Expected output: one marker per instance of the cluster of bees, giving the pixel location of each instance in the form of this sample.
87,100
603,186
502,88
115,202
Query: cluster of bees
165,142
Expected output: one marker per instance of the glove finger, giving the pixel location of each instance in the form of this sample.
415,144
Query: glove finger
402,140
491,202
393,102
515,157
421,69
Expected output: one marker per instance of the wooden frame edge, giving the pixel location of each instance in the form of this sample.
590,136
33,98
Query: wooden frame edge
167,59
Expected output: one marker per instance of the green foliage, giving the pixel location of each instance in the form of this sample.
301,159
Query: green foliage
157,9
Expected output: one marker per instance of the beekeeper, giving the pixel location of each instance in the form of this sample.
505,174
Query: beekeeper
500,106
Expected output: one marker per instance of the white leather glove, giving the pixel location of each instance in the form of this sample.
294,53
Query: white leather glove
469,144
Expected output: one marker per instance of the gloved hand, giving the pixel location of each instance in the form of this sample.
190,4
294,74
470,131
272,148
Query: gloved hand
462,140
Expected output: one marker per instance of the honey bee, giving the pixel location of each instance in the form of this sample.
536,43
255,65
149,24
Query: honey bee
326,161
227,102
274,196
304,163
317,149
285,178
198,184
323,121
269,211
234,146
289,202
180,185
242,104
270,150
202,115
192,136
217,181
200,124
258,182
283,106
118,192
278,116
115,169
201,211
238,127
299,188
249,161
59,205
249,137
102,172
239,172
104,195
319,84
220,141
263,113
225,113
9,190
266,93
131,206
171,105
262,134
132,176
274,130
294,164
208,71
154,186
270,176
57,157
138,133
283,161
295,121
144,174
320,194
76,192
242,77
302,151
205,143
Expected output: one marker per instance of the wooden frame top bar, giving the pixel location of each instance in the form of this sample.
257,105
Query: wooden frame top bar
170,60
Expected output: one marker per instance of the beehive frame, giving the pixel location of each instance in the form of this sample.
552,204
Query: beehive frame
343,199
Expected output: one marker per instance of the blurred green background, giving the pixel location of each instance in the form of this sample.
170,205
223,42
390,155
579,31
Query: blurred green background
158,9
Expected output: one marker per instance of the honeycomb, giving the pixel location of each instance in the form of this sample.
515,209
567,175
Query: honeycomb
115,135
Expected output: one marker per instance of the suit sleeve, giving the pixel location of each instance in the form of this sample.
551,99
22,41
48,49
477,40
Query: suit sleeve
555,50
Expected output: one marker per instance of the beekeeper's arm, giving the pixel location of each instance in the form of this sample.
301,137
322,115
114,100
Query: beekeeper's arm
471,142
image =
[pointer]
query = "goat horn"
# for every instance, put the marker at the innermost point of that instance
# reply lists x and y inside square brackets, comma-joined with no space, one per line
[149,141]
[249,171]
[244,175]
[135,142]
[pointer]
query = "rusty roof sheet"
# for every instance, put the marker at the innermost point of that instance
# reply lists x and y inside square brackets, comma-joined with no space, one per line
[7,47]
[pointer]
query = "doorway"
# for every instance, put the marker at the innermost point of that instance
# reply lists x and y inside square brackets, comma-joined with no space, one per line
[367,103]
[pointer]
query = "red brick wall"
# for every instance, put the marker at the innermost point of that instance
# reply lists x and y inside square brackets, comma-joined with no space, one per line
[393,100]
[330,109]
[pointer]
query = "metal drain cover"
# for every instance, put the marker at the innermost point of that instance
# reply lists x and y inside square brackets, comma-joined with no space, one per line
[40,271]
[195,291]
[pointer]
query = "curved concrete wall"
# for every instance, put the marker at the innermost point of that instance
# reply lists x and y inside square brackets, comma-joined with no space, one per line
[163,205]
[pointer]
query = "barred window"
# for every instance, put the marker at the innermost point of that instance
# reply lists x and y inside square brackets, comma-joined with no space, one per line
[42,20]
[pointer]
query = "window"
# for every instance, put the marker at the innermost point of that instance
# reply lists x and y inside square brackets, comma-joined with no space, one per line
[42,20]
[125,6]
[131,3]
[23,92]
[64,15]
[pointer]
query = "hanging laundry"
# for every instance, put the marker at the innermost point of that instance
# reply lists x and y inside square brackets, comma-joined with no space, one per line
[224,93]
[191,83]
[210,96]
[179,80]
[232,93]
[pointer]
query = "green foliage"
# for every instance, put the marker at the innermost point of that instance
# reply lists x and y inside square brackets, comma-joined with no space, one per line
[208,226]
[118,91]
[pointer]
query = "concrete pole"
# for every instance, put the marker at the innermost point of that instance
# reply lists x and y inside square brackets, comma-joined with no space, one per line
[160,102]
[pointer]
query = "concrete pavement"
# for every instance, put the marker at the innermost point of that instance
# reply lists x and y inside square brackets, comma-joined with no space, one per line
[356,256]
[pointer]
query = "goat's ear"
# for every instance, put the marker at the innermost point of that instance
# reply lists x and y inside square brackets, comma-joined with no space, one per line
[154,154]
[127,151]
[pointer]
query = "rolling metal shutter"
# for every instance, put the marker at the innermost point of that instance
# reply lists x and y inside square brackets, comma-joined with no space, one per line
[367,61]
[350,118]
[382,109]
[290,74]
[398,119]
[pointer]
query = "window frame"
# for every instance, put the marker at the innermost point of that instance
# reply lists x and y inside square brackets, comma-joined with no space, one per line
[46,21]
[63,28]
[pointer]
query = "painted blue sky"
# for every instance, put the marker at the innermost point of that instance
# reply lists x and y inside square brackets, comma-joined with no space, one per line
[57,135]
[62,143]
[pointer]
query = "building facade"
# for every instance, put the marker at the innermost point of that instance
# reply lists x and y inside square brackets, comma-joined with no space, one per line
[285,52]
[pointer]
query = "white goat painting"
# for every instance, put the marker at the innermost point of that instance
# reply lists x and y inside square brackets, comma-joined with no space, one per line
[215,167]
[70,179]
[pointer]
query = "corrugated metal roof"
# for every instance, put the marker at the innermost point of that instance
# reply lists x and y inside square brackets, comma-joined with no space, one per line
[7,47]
::::::
YOUR INSTRUCTIONS → Of the entries above, how many lines hold the word "goat"? Give back only that number.

EXPECTED ANSWER → 3